# [Tasks and exercises]
a – From the migraine blog post below, set down word for word the stretch from "Why not? I like" through "at the time.".
b – According to the migraine blog post below, how long has the writer been receiving treatment from a neurologist for migraines?

# [Text for analysis]
Why not? I like to write and if my experience can benefit anyone else, so much the better. Migraines are getting more press with famous people like the Vikings Percy Harvin experiencing them, but there are millions of people who suffer daily. There are a lot of misconceptions about migraines, as well, and people don't always understand how debilitating they can be.
I guess this first blog will serve as the background, so here goes:
I have been receiving treatment from a neurologist for my migraines for a little over six years. My experience with migraines begins well before that, however. The first episode that I can recall clearly was in high school, but in speaking with my family I believe that I may have had a migraine as early as fourth grade, but we didn't know that was what was happening at the time.

# [Extracted material]
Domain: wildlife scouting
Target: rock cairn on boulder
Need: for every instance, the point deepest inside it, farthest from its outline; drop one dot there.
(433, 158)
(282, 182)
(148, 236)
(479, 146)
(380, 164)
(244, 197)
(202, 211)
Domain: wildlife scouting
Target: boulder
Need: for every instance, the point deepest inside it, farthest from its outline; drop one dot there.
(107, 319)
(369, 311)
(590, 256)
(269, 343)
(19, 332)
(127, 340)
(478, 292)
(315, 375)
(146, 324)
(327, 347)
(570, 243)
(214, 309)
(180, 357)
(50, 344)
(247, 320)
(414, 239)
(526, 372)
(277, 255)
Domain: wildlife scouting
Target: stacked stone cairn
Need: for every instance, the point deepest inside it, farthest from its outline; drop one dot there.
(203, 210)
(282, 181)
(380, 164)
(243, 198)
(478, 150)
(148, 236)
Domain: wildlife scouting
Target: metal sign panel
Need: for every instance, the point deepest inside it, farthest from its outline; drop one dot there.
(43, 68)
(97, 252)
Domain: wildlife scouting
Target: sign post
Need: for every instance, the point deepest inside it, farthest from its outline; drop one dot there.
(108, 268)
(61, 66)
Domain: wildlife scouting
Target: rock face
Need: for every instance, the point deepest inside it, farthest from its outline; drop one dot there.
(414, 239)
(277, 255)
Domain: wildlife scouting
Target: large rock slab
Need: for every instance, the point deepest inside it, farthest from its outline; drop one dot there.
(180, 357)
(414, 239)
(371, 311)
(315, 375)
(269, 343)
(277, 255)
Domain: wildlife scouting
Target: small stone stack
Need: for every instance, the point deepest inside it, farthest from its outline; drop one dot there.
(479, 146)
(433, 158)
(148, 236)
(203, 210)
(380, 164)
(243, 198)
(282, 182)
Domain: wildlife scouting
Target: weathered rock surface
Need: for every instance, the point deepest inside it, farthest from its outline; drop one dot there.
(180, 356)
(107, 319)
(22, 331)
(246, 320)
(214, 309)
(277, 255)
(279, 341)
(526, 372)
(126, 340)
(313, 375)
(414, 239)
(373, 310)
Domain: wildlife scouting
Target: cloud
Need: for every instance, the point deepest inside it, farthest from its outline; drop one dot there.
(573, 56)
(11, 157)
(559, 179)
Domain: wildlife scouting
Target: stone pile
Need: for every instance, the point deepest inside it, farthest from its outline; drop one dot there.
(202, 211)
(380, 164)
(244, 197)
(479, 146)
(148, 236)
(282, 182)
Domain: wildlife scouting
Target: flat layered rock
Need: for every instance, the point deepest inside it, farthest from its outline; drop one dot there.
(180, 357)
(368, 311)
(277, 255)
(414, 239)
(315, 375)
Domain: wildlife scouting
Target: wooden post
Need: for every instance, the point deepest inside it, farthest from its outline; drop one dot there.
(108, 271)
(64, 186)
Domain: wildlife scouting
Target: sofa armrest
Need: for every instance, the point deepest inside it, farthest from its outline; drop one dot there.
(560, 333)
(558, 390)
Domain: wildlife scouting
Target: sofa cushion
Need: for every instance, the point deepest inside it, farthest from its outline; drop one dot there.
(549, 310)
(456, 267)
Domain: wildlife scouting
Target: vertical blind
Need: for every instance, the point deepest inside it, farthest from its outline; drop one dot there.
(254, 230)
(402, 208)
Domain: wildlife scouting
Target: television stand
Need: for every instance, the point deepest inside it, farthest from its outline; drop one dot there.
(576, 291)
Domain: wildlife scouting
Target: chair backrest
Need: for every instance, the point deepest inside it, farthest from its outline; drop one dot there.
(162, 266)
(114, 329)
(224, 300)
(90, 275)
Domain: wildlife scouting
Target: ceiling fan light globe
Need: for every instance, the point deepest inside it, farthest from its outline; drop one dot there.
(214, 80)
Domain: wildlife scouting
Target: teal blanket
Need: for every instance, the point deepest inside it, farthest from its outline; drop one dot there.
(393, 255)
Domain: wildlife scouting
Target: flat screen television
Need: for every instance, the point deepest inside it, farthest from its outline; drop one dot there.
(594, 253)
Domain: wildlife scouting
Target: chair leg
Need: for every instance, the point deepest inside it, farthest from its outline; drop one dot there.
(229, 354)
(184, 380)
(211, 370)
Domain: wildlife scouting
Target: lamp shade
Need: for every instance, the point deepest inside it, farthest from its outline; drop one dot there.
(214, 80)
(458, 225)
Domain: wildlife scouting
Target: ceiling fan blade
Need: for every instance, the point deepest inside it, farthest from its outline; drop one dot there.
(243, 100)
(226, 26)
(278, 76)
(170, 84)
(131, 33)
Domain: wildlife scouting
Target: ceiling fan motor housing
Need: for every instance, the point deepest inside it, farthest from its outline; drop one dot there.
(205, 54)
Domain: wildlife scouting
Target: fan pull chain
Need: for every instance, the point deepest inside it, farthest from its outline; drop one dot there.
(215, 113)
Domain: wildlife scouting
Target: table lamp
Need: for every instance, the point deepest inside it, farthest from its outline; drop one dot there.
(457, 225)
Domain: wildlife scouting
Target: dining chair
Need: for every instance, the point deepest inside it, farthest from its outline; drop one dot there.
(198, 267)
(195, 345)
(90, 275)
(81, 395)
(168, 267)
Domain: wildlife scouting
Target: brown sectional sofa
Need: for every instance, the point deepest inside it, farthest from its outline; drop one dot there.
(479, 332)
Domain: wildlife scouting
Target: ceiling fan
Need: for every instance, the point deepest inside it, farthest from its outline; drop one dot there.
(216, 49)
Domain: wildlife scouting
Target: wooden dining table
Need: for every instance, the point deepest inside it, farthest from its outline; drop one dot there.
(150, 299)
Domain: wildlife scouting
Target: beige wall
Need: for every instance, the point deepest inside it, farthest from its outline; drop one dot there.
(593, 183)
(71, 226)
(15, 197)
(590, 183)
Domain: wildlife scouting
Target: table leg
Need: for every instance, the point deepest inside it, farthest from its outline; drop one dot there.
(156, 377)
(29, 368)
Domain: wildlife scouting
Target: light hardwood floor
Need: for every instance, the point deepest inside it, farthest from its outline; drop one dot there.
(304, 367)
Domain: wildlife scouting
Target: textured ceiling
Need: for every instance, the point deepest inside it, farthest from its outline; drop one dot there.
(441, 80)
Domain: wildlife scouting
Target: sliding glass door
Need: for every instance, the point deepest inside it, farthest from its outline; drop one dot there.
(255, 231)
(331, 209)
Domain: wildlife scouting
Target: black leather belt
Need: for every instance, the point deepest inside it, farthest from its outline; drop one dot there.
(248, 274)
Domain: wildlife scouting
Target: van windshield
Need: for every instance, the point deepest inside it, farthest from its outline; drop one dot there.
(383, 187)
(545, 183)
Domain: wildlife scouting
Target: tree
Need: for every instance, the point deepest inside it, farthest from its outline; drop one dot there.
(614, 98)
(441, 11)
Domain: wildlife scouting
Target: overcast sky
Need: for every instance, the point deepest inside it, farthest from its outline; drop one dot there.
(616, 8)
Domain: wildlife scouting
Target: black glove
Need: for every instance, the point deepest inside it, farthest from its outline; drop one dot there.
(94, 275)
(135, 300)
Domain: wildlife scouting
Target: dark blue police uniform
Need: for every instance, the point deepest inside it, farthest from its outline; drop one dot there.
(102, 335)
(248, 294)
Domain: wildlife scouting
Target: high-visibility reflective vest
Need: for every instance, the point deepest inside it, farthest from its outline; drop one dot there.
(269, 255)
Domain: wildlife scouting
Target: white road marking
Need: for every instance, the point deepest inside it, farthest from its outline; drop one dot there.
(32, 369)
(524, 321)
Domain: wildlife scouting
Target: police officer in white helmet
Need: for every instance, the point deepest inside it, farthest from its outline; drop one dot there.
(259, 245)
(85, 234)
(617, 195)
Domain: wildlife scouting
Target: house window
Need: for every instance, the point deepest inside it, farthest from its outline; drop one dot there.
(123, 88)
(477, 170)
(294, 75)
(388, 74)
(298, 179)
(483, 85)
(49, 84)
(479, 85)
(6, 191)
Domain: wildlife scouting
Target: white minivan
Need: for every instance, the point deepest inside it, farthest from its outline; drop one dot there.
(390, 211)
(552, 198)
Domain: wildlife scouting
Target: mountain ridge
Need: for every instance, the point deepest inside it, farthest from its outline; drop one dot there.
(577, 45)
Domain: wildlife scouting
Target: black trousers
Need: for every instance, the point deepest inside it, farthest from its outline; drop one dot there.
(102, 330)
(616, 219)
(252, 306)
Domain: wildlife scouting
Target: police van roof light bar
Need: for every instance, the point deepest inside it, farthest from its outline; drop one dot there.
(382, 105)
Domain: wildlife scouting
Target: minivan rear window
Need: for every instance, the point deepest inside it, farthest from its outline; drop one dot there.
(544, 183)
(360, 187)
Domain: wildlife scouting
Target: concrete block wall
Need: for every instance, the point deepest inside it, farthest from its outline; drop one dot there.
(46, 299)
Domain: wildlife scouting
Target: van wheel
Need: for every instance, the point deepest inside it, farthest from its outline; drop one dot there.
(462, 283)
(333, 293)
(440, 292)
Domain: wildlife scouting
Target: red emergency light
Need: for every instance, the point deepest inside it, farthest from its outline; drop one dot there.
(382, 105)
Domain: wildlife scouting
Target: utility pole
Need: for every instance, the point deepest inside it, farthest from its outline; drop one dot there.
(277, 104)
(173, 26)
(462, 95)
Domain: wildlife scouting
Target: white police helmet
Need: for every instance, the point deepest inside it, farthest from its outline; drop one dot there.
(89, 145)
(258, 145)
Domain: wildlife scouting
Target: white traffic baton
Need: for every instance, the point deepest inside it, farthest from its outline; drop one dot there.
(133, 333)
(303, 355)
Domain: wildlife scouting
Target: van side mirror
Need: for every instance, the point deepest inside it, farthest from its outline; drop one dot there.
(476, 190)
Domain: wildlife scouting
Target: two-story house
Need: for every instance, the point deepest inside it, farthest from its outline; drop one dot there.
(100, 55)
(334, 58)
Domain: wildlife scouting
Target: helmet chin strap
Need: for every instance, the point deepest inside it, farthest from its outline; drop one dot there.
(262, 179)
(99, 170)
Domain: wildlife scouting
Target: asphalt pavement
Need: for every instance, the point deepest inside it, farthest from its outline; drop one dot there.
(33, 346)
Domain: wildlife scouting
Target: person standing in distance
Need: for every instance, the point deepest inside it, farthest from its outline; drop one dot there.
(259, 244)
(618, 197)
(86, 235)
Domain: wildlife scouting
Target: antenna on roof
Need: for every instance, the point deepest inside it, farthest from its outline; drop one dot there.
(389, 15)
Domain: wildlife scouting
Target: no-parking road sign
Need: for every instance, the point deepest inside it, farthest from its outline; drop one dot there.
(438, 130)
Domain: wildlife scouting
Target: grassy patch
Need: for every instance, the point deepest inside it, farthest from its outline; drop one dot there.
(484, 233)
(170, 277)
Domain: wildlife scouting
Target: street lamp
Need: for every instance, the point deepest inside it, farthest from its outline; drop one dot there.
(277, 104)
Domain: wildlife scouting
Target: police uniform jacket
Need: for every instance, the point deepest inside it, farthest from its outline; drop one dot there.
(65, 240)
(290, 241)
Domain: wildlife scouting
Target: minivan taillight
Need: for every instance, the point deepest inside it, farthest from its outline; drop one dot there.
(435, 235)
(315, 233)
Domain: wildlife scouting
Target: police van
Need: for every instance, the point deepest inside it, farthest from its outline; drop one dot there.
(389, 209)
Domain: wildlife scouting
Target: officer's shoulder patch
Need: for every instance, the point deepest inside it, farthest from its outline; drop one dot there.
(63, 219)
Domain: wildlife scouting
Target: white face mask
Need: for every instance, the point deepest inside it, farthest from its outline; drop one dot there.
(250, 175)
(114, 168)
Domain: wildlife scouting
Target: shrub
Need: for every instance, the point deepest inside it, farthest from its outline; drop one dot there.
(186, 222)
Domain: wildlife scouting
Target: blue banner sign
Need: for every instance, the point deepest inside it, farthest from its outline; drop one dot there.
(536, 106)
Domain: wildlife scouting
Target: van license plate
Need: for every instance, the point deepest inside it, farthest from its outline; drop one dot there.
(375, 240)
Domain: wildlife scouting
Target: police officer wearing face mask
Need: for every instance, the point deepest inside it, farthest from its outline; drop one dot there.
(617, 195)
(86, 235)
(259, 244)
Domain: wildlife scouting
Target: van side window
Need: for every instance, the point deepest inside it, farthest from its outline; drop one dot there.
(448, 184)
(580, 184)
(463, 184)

# [List of answers]
a –
Why not? I like to write and if my experience can benefit anyone else, so much the better. Migraines are getting more press with famous people like the Vikings Percy Harvin experiencing them, but there are millions of people who suffer daily. There are a lot of misconceptions about migraines, as well, and people don't always understand how debilitating they can be.
I guess this first blog will serve as the background, so here goes:
I have been receiving treatment from a neurologist for my migraines for a little over six years. My experience with migraines begins well before that, however. The first episode that I can recall clearly was in high school, but in speaking with my family I believe that I may have had a migraine as early as fourth grade, but we didn't know that was what was happening at the time.

b – A little over six years.